- _ABOUT THIS EXERCISE_
Collect every line of the items below that contains the string "negative", matching case exactly.
--- SOURCE MATERIAL Enclosed Below ---
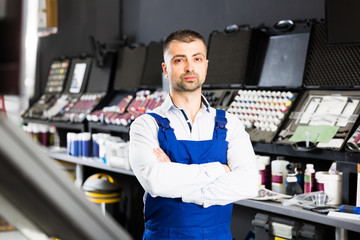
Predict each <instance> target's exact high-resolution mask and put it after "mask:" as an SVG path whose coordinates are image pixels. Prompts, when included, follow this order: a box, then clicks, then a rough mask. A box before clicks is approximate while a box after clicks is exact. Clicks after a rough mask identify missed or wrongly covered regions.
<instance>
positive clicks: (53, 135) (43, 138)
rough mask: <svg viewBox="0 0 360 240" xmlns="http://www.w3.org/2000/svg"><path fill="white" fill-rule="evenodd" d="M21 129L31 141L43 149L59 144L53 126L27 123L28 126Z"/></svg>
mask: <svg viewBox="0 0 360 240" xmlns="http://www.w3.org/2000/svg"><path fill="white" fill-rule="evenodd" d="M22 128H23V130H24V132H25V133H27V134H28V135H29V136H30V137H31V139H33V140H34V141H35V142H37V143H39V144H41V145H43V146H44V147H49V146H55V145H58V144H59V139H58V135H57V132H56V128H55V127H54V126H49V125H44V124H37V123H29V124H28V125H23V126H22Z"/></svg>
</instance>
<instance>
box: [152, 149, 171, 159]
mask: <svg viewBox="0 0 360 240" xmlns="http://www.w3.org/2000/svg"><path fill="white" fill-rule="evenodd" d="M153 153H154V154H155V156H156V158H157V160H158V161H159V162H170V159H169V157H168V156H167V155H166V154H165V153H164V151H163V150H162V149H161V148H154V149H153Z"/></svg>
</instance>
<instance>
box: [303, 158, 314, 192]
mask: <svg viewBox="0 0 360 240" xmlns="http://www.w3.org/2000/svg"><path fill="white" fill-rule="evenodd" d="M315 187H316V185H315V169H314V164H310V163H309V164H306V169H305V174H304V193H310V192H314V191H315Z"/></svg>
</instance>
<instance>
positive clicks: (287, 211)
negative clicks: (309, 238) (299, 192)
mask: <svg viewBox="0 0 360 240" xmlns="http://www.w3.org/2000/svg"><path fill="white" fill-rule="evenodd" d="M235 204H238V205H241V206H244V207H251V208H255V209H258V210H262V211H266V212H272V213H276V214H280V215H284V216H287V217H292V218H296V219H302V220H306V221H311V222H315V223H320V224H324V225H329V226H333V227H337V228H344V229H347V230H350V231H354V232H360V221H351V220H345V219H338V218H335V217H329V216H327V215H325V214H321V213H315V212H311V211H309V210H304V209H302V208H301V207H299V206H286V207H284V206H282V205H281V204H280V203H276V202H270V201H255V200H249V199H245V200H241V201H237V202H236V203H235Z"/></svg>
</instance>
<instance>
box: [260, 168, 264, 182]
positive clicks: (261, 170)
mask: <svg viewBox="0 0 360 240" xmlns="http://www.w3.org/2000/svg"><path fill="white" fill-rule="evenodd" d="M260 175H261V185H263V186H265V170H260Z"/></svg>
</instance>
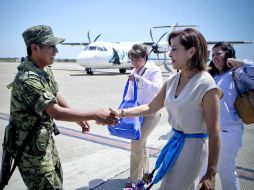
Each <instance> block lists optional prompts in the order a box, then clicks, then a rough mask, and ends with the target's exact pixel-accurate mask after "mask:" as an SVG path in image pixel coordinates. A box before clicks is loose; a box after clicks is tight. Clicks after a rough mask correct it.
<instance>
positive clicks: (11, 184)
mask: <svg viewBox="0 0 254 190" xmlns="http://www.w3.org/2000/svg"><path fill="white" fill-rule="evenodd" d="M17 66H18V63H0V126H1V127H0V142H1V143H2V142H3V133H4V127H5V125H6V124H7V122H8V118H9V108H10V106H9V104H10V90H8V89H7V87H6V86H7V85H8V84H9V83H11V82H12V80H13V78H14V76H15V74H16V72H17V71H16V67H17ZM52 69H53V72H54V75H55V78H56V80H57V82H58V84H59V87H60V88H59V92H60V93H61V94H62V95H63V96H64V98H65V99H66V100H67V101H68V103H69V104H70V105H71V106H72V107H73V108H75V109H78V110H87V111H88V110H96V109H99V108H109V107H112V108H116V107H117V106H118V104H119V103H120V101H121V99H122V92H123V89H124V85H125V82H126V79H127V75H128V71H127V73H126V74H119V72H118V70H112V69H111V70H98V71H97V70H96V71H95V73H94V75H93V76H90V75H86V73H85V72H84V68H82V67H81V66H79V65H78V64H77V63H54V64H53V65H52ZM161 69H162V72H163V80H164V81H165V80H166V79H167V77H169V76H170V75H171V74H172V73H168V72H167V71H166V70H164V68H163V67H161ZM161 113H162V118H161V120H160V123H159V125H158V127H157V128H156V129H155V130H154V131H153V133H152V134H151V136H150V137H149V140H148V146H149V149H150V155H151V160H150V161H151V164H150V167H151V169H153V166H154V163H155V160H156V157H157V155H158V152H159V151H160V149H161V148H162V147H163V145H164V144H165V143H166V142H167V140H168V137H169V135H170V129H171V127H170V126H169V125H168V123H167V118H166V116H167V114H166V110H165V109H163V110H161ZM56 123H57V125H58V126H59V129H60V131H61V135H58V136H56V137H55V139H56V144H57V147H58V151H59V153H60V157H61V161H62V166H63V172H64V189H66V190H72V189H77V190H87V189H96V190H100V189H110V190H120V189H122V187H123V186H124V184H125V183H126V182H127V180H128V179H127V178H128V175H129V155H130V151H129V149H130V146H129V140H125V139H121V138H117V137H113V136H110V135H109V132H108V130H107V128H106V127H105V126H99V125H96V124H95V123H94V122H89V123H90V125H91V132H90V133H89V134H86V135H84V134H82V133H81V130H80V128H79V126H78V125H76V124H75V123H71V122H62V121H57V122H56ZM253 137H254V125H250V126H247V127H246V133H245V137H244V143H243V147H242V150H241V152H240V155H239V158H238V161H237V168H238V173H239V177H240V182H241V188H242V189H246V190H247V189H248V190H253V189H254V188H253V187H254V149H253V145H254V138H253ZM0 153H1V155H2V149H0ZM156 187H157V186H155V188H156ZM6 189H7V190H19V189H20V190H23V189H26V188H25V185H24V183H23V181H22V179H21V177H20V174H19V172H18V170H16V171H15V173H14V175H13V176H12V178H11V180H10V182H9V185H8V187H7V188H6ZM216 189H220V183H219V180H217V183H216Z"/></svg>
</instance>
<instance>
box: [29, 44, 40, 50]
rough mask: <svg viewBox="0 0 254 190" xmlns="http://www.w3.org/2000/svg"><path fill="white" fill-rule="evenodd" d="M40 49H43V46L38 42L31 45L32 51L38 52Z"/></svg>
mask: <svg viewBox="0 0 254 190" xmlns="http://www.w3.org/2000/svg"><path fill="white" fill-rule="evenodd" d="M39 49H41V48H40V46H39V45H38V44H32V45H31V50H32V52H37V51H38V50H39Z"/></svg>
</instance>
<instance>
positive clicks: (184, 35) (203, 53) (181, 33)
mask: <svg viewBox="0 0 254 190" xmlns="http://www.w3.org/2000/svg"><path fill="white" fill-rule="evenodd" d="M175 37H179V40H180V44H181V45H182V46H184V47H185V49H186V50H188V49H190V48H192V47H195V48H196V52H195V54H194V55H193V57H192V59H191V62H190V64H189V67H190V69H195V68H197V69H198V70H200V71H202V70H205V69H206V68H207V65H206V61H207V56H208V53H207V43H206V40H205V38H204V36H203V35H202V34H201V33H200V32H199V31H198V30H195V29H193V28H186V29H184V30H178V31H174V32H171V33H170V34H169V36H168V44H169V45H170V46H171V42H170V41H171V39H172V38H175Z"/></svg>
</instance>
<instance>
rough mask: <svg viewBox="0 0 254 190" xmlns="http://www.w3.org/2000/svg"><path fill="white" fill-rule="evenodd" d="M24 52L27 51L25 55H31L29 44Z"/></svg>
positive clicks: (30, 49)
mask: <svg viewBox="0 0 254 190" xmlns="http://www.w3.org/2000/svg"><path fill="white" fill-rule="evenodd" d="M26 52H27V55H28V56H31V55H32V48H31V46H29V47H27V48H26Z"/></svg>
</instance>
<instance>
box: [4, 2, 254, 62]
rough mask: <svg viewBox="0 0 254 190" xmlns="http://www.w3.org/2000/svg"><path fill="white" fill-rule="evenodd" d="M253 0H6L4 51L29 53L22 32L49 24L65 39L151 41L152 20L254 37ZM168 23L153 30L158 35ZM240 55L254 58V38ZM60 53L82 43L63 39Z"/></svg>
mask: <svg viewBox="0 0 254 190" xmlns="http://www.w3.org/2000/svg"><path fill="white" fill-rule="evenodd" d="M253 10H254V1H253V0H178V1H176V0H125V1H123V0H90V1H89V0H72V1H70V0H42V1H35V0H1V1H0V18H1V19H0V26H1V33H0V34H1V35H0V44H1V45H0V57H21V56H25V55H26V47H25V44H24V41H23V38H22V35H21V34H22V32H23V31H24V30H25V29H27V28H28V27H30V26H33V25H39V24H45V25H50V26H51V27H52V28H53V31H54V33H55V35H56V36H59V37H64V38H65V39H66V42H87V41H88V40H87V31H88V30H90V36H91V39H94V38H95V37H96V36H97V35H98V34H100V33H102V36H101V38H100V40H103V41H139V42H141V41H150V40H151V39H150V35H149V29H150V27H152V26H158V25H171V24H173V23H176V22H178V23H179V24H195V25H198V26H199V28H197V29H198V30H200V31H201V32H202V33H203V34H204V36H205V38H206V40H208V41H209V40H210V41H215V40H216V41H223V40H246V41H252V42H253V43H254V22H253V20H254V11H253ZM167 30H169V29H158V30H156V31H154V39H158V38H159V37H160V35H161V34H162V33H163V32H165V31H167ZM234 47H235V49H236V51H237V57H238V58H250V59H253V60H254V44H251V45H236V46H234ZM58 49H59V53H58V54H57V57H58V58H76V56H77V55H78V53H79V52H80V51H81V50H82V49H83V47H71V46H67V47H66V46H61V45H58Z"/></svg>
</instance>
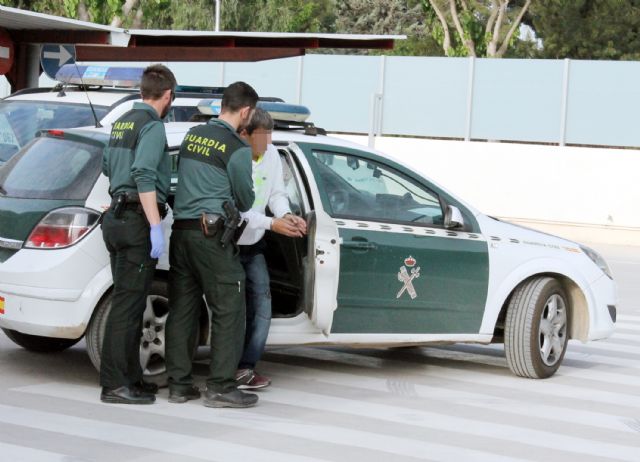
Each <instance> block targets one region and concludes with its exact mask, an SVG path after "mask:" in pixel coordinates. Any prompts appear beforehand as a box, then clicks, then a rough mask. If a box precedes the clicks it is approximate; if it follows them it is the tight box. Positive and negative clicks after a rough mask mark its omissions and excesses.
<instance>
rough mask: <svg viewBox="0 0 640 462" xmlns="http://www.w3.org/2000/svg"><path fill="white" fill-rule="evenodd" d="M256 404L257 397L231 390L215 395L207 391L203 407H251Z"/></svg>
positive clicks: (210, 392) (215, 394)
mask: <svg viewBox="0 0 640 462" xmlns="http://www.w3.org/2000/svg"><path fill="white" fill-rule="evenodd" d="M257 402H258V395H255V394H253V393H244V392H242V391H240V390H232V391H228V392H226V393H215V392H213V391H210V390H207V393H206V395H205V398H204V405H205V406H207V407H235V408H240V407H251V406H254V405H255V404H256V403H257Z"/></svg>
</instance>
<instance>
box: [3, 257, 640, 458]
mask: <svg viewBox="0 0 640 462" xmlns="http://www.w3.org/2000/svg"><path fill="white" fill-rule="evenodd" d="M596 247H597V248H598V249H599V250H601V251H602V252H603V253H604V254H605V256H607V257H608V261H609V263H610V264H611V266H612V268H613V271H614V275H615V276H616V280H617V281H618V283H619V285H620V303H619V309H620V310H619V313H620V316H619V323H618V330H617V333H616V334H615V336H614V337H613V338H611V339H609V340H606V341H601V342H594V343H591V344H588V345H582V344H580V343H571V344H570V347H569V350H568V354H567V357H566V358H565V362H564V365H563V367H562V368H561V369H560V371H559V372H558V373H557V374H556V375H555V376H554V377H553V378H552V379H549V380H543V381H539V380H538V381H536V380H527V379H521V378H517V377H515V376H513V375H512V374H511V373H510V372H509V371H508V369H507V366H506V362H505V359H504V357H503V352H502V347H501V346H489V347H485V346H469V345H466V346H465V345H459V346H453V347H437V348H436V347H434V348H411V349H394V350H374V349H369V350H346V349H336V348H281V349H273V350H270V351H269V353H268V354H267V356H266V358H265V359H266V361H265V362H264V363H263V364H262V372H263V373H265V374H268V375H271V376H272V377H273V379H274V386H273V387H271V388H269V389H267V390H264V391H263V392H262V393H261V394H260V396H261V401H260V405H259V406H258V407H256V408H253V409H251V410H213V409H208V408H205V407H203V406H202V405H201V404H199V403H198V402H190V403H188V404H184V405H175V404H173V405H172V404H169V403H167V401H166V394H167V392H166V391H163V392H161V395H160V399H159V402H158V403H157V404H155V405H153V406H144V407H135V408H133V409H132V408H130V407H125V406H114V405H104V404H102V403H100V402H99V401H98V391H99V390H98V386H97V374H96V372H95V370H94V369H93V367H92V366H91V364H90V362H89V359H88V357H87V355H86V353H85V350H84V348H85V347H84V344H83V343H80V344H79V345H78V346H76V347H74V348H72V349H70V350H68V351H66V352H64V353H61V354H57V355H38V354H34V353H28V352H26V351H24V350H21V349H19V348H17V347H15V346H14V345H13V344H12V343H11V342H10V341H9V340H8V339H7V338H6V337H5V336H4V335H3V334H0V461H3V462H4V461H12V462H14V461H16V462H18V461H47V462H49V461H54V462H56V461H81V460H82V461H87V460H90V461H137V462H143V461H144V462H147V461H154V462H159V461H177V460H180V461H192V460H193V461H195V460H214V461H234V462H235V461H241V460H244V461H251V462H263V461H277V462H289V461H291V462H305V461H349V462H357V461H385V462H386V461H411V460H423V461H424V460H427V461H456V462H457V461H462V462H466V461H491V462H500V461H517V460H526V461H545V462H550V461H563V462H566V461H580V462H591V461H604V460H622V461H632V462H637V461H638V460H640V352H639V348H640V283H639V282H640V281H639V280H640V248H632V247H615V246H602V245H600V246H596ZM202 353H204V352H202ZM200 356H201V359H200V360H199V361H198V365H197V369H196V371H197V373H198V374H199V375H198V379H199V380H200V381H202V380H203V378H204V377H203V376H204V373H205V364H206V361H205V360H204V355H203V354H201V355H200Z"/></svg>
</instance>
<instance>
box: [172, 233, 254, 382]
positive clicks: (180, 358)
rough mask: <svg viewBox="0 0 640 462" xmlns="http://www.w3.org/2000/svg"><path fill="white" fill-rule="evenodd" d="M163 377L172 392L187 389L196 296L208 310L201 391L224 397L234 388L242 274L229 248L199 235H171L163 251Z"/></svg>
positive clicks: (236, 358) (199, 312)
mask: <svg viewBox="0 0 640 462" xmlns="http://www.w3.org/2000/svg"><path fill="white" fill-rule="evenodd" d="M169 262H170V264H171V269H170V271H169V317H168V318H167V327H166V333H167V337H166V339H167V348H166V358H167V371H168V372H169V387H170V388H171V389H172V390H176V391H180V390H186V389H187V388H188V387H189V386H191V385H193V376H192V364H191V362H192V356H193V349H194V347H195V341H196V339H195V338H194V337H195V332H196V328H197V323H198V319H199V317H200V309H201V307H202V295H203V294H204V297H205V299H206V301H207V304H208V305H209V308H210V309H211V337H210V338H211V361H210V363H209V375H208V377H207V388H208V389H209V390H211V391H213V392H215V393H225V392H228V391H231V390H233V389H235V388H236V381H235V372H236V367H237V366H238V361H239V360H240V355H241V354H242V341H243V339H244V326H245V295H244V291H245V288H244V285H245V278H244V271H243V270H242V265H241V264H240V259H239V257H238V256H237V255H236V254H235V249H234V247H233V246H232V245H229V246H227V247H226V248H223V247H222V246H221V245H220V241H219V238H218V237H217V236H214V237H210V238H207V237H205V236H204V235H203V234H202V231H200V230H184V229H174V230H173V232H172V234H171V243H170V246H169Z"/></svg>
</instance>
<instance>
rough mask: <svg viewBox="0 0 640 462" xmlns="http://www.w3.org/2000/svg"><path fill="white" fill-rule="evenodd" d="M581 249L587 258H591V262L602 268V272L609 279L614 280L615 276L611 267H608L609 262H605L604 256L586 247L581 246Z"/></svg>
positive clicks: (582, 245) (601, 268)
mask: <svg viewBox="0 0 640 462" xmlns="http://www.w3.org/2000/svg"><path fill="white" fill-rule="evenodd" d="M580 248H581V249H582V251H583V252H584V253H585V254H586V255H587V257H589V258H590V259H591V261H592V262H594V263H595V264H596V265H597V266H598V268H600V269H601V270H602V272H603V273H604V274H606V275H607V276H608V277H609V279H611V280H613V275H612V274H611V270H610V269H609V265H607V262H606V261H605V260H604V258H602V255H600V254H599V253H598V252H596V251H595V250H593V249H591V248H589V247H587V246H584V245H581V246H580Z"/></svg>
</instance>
--- End of Enclosed SOURCE MATERIAL ---
- _TASK OUTPUT_
negative clicks: (309, 238) (299, 192)
Each <instance> block targets one region and concludes with its exact mask, an SVG path after "mask:" in pixel coordinates. Any prompts appear beforehand as a box, then clicks, then a rough mask. If a box precedes the clicks it is approximate; if it follows them it is the tight box. Positive and negative clicks after a rough mask mark its omissions and excesses.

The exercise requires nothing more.